* BEGIN RECORDS *

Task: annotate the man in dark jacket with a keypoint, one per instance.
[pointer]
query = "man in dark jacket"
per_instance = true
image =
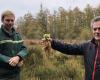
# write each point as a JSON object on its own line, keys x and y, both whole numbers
{"x": 12, "y": 50}
{"x": 90, "y": 50}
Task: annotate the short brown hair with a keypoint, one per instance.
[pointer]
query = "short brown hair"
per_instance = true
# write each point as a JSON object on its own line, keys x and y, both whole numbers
{"x": 6, "y": 13}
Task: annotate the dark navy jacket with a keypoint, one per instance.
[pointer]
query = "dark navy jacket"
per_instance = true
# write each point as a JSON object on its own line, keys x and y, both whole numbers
{"x": 87, "y": 49}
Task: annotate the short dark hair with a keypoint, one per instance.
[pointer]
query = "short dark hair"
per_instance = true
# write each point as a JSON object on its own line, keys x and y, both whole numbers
{"x": 6, "y": 13}
{"x": 95, "y": 19}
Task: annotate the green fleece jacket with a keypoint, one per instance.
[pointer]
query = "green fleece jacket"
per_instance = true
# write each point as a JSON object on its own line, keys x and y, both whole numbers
{"x": 11, "y": 44}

* END RECORDS *

» DIRECTIVE:
Copy all of the material above line for line, without changing anything, and leave out the picture.

» OUTPUT:
Task: annotate the man in dark jacket with a keypoint, one per instance.
[pointer]
query = "man in dark jacket"
per_instance = true
image =
# write each point as a JSON object on its own line, keys x and y, both whole numbers
{"x": 12, "y": 50}
{"x": 90, "y": 50}
Task: annotate the short brown hair with a keypoint, one per instance.
[pointer]
query = "short brown hair"
per_instance = true
# write each point as a JSON object on its own line, keys x and y, both whole numbers
{"x": 6, "y": 13}
Task: annotate the dark navy jacket with a keypoint, one per instance.
[pointer]
query = "dark navy jacket"
per_instance = true
# write each point as a JSON object on its own line, keys x and y, both whole numbers
{"x": 87, "y": 49}
Task: annotate the short dark hair with a keypoint, one per instance.
[pointer]
query = "short dark hair"
per_instance = true
# write each point as a JSON object on its own line, keys x and y, both whole numbers
{"x": 6, "y": 13}
{"x": 95, "y": 19}
Task: annotate the green fleece jacket with a keypoint, one per instance.
[pointer]
query = "green fleece jacket"
per_instance = true
# write each point as a JSON object on its own line, keys x and y, both whole numbers
{"x": 11, "y": 44}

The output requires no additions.